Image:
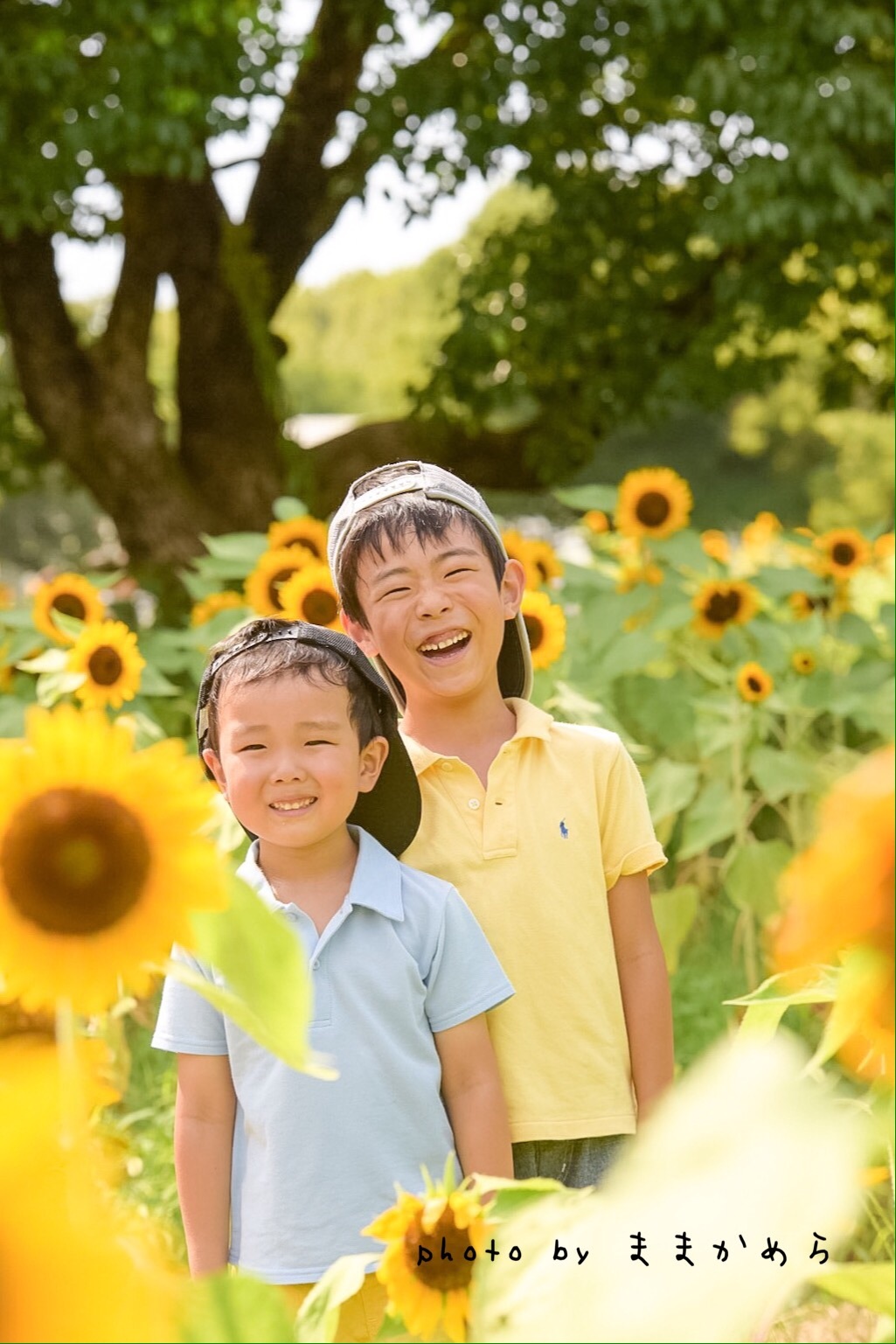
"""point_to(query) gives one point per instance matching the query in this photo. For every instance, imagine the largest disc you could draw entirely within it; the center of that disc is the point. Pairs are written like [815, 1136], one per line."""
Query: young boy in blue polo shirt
[278, 1171]
[543, 827]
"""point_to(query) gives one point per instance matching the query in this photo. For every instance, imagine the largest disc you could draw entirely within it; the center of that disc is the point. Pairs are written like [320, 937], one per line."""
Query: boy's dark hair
[263, 661]
[395, 519]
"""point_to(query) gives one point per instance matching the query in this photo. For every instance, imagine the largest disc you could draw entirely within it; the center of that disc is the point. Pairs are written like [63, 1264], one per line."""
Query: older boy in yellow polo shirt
[543, 827]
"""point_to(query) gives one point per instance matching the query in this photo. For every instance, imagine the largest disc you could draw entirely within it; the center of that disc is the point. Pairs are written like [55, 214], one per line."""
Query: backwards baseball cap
[433, 483]
[391, 811]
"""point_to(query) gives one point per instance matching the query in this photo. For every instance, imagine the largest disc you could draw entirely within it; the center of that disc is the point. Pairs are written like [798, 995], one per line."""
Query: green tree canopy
[705, 174]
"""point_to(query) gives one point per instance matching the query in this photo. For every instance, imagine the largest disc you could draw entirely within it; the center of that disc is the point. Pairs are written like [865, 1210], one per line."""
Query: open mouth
[445, 647]
[298, 805]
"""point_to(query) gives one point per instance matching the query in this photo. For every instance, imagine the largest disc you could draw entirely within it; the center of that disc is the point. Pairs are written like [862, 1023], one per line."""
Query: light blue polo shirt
[315, 1161]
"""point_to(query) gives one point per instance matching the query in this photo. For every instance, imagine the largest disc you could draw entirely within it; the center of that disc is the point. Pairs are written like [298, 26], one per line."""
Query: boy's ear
[360, 635]
[512, 588]
[212, 761]
[371, 763]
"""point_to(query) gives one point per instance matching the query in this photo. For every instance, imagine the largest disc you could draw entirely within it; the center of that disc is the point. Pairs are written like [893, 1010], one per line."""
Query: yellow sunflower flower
[720, 605]
[653, 502]
[716, 545]
[269, 575]
[520, 548]
[110, 663]
[754, 683]
[803, 661]
[852, 856]
[72, 595]
[215, 602]
[598, 522]
[843, 551]
[108, 1278]
[428, 1292]
[100, 859]
[545, 623]
[310, 595]
[298, 531]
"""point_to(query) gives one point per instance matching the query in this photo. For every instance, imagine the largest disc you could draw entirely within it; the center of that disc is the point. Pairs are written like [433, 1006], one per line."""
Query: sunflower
[520, 548]
[215, 602]
[853, 853]
[430, 1292]
[545, 625]
[843, 551]
[598, 522]
[803, 661]
[269, 575]
[100, 859]
[72, 595]
[109, 1281]
[653, 502]
[716, 545]
[754, 683]
[719, 605]
[310, 595]
[110, 663]
[298, 531]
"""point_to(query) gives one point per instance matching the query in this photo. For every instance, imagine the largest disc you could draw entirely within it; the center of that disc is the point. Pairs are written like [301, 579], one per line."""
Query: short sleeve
[465, 976]
[628, 839]
[187, 1023]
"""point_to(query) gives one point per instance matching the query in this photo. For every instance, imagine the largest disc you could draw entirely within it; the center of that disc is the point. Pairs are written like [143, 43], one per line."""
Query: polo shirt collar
[377, 882]
[531, 722]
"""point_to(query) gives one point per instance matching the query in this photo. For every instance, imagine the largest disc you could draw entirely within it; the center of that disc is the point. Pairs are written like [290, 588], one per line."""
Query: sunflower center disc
[74, 861]
[723, 606]
[653, 508]
[105, 665]
[320, 608]
[69, 605]
[274, 586]
[440, 1273]
[535, 630]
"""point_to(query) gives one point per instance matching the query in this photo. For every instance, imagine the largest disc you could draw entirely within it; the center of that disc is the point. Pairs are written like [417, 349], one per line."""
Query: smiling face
[435, 616]
[289, 760]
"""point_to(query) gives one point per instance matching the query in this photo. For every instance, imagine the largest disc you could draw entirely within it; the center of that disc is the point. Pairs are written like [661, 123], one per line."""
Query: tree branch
[292, 205]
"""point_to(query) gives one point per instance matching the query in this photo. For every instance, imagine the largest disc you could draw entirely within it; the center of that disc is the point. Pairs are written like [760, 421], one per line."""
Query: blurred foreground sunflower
[108, 1278]
[754, 683]
[215, 602]
[101, 859]
[843, 551]
[70, 595]
[310, 595]
[430, 1292]
[108, 658]
[298, 531]
[653, 502]
[719, 605]
[545, 625]
[837, 900]
[273, 570]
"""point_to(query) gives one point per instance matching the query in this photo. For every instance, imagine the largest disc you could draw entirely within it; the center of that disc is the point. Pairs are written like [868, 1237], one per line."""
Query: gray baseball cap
[434, 483]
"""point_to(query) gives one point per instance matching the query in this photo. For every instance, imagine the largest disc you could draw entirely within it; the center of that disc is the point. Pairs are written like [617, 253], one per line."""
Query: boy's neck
[315, 878]
[472, 733]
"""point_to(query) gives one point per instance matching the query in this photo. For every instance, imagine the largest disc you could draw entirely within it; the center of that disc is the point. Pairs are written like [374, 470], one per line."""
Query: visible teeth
[445, 644]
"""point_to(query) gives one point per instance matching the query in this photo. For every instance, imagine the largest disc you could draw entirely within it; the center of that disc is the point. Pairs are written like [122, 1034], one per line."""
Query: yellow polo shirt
[563, 818]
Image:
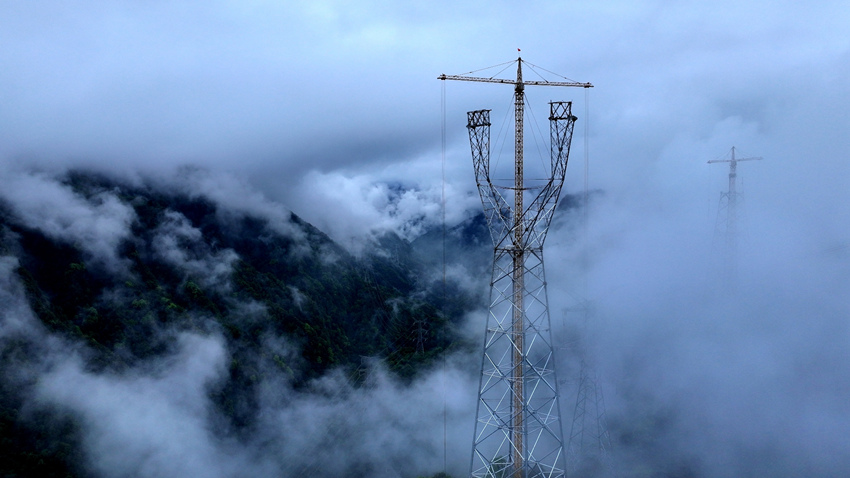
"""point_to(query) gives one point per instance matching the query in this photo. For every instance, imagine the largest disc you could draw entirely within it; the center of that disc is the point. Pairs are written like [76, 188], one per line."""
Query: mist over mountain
[143, 325]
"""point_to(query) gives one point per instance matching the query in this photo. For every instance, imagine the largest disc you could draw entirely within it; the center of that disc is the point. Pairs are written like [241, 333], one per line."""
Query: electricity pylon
[518, 430]
[728, 226]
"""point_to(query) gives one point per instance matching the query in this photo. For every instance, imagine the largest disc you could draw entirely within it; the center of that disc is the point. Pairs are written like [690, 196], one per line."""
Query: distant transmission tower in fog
[726, 226]
[518, 430]
[589, 443]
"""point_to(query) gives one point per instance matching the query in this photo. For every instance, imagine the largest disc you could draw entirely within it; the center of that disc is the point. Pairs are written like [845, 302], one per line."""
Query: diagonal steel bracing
[518, 431]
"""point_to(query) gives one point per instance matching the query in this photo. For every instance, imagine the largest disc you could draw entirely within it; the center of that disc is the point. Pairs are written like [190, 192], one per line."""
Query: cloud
[98, 224]
[178, 244]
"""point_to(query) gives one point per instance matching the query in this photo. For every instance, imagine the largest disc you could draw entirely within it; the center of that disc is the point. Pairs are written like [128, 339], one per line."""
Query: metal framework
[518, 430]
[589, 444]
[728, 226]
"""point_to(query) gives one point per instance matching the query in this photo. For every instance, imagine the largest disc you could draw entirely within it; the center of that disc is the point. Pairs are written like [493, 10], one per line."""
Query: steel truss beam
[518, 430]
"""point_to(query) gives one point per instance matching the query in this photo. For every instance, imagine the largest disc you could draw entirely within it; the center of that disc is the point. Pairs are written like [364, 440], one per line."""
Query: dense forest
[189, 265]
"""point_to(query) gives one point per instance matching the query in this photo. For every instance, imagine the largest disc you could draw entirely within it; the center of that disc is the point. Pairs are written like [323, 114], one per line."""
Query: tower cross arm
[513, 82]
[754, 158]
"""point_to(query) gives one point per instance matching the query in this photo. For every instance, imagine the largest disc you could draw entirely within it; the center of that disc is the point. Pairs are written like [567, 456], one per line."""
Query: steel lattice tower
[518, 431]
[728, 226]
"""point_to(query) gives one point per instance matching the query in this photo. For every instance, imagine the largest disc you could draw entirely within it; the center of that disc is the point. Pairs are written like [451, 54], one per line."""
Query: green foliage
[335, 308]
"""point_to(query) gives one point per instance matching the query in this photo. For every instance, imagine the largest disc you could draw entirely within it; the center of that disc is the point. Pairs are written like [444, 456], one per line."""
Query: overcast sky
[328, 106]
[280, 91]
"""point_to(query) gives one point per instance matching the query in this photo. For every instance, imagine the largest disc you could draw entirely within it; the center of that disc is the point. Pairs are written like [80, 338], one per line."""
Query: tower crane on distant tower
[731, 196]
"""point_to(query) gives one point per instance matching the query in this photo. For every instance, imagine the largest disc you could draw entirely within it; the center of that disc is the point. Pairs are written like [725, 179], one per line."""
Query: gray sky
[280, 90]
[329, 106]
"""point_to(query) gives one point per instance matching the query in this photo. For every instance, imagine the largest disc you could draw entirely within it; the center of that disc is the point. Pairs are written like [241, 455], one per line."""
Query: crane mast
[518, 429]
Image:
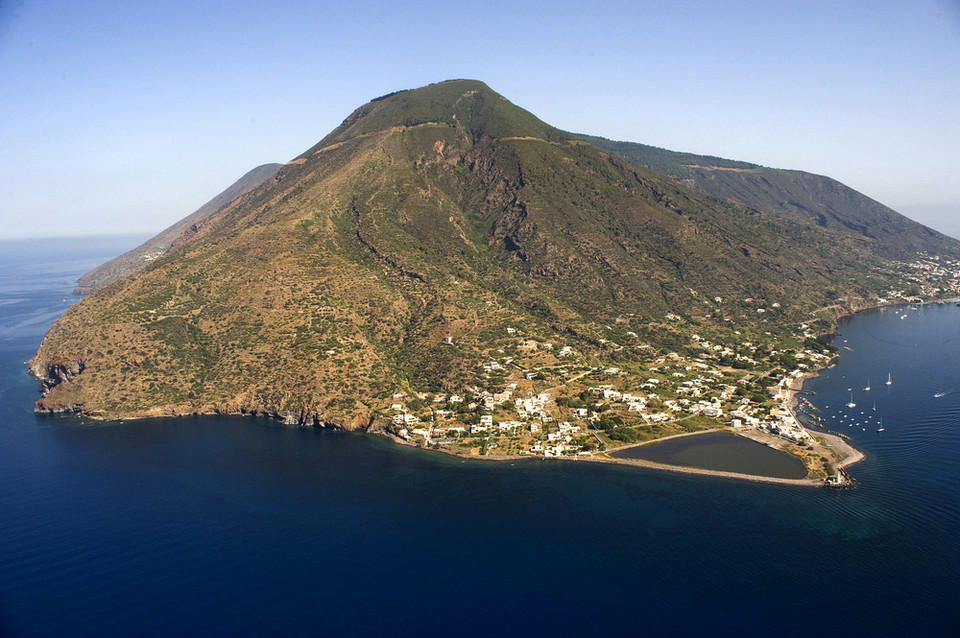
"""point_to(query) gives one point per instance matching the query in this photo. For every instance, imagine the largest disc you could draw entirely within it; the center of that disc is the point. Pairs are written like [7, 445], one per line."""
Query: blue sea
[242, 527]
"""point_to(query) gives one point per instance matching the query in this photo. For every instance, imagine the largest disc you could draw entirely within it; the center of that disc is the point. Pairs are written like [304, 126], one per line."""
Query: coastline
[846, 454]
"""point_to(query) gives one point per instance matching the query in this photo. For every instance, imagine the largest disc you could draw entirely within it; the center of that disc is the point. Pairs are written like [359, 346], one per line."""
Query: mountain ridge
[133, 260]
[392, 257]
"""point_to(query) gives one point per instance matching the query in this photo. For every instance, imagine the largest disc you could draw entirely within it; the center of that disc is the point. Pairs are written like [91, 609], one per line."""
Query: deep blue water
[225, 527]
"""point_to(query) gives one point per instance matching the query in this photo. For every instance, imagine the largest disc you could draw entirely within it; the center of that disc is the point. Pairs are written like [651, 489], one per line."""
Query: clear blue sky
[125, 116]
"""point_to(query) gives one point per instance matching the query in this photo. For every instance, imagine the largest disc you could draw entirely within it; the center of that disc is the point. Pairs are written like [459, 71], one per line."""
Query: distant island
[448, 270]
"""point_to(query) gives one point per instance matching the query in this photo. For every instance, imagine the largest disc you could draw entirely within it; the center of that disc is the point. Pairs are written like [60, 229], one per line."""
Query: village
[550, 401]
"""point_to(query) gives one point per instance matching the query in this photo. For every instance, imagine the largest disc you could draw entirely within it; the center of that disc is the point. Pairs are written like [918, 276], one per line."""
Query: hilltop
[444, 242]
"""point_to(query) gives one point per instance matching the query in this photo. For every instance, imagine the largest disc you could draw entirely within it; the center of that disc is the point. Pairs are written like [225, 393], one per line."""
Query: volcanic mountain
[394, 255]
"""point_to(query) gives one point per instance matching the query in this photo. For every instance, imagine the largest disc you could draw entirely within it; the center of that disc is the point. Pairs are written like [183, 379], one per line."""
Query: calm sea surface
[227, 527]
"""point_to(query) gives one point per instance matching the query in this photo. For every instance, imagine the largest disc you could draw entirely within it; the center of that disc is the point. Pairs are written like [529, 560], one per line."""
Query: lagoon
[721, 452]
[233, 526]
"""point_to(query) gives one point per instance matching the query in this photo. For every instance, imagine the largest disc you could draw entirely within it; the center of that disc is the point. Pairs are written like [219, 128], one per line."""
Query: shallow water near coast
[719, 451]
[231, 526]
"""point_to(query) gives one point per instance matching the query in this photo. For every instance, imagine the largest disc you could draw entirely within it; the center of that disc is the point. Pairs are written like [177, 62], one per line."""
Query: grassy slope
[322, 294]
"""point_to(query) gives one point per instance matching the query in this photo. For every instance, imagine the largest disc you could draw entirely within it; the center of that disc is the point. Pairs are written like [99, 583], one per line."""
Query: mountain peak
[470, 105]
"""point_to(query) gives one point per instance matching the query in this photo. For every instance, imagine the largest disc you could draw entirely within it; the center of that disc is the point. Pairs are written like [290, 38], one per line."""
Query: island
[446, 269]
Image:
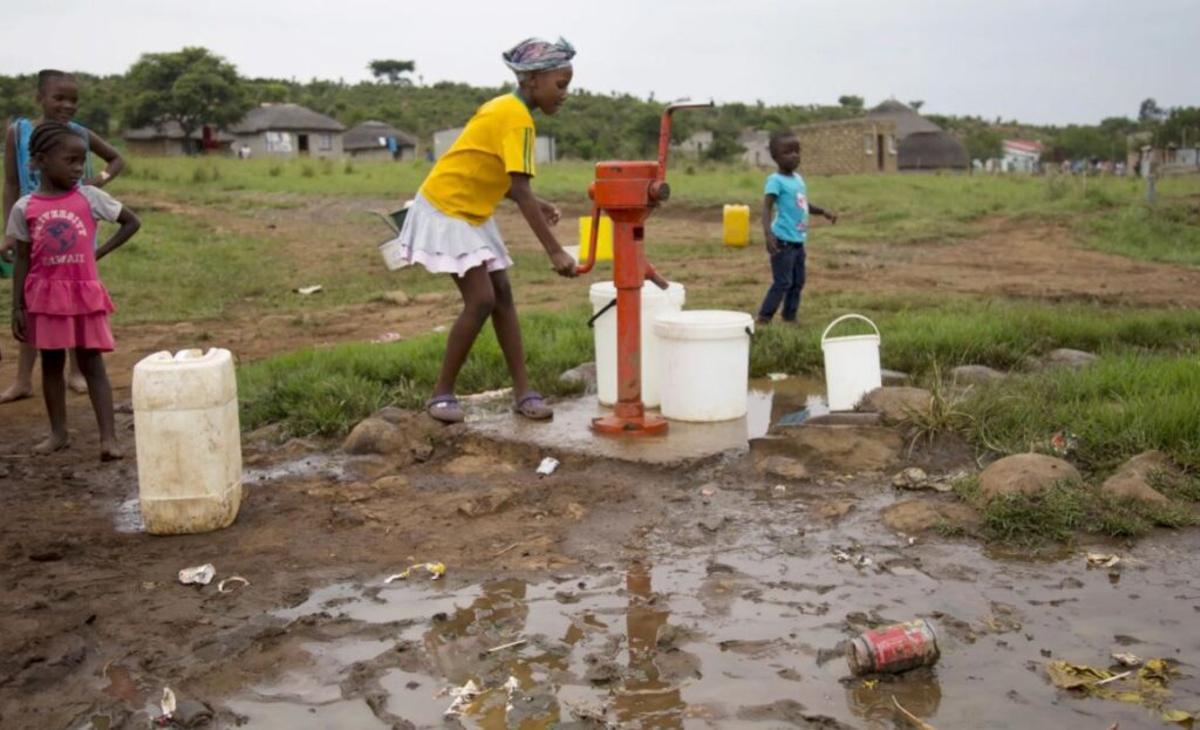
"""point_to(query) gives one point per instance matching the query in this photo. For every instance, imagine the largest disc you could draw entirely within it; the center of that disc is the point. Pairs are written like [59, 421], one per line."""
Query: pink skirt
[70, 331]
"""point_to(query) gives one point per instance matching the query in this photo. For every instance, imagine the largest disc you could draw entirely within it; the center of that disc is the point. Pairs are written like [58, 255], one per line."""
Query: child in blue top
[58, 95]
[785, 223]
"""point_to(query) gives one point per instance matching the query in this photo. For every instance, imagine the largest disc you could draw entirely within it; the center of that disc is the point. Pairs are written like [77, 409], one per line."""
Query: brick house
[755, 148]
[847, 147]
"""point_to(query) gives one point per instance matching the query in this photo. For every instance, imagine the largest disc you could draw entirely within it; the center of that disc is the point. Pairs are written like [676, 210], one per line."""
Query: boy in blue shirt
[785, 222]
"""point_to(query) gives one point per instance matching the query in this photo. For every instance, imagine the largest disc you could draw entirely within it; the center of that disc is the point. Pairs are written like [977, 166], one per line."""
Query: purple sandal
[533, 407]
[445, 408]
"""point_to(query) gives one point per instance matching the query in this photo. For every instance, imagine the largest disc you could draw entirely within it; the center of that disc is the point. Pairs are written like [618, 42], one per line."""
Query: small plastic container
[654, 301]
[852, 365]
[736, 226]
[703, 364]
[604, 238]
[189, 441]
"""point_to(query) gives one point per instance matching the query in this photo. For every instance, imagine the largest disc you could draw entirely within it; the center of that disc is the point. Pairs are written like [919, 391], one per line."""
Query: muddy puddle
[328, 467]
[739, 627]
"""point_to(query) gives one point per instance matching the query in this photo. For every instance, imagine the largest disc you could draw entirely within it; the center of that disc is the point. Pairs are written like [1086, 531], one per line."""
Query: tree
[1150, 113]
[1182, 127]
[851, 101]
[393, 70]
[192, 87]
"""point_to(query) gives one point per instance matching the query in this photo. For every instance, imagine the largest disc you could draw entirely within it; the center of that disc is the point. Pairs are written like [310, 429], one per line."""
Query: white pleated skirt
[448, 245]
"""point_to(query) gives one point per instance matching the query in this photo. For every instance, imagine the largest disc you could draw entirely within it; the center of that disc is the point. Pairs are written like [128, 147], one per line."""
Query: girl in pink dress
[58, 299]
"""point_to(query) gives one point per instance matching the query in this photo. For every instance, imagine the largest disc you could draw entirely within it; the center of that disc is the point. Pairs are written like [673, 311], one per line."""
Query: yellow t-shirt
[472, 177]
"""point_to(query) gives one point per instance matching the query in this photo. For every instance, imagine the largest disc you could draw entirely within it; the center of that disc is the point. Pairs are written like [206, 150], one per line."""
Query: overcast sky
[1036, 60]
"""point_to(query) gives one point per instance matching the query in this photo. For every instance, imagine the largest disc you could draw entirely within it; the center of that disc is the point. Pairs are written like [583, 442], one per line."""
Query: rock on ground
[373, 436]
[910, 478]
[913, 516]
[1025, 474]
[581, 375]
[1134, 478]
[783, 467]
[899, 404]
[395, 432]
[396, 297]
[1066, 357]
[975, 375]
[840, 449]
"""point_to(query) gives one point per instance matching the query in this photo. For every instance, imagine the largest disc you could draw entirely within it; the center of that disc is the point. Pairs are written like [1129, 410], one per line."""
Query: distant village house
[847, 147]
[922, 144]
[832, 148]
[168, 141]
[288, 131]
[378, 141]
[1021, 156]
[544, 148]
[696, 144]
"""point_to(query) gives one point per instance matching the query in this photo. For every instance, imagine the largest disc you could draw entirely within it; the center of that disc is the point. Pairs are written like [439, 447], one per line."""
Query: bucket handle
[843, 318]
[592, 321]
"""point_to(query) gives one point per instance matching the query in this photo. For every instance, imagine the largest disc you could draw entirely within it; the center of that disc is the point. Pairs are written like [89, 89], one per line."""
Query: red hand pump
[629, 192]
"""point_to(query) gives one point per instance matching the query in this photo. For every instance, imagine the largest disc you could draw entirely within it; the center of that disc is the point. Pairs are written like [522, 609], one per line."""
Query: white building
[1021, 156]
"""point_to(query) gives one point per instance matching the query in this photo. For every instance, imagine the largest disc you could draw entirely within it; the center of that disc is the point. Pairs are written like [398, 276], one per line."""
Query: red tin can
[894, 648]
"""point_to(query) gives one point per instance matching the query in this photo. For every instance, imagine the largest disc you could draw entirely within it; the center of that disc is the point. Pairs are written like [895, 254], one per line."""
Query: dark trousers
[787, 269]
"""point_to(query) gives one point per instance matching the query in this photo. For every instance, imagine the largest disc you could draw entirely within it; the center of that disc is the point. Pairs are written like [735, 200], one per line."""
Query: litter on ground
[435, 569]
[199, 575]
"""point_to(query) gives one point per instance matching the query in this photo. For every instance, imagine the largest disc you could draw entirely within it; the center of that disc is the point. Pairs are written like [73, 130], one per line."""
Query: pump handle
[592, 239]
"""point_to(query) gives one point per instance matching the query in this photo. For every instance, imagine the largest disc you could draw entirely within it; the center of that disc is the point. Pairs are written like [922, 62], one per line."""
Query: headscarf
[535, 54]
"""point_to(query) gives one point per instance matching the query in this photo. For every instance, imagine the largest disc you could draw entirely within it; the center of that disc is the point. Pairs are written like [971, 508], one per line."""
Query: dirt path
[93, 623]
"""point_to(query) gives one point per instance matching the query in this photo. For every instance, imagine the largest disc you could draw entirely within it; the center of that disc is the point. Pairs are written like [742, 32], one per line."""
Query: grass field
[207, 255]
[216, 264]
[898, 207]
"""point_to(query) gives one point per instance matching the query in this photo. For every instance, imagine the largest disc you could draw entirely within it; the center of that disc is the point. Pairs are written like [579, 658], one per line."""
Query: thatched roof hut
[378, 139]
[922, 143]
[292, 118]
[933, 150]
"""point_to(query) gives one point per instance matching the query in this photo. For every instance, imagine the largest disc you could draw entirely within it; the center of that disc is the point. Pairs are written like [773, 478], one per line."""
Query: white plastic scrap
[436, 570]
[1099, 560]
[201, 575]
[1127, 659]
[168, 705]
[231, 581]
[511, 686]
[462, 696]
[861, 561]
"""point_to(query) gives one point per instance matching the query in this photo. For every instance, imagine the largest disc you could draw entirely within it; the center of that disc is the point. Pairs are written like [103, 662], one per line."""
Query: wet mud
[609, 594]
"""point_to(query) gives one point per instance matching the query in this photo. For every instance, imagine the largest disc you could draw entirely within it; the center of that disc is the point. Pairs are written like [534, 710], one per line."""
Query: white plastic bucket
[852, 365]
[390, 250]
[703, 364]
[391, 253]
[654, 301]
[189, 442]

===

=== TASK DESCRIPTION ===
The required output is an exact copy of the lines from the start of the material above through the line containing "[320, 937], one", inclusive, with no pictures in it.

=== FINISHED TASK ===
Image:
"""point_to(query) gives one point per instance matching the query in this photo. For every instance, imagine the largest disc you could draw entirely within it; the center of that disc is the point. Pairs are written like [815, 1136], one per line."""
Query: young boy in blue polo shirt
[278, 1171]
[543, 827]
"""point_to(query) gives one point per instance matching the query in this photo. For every instance, imagine the largest disc you could draw entirely within it; the center of that disc is the point. Pairs are written like [320, 937], one per line."""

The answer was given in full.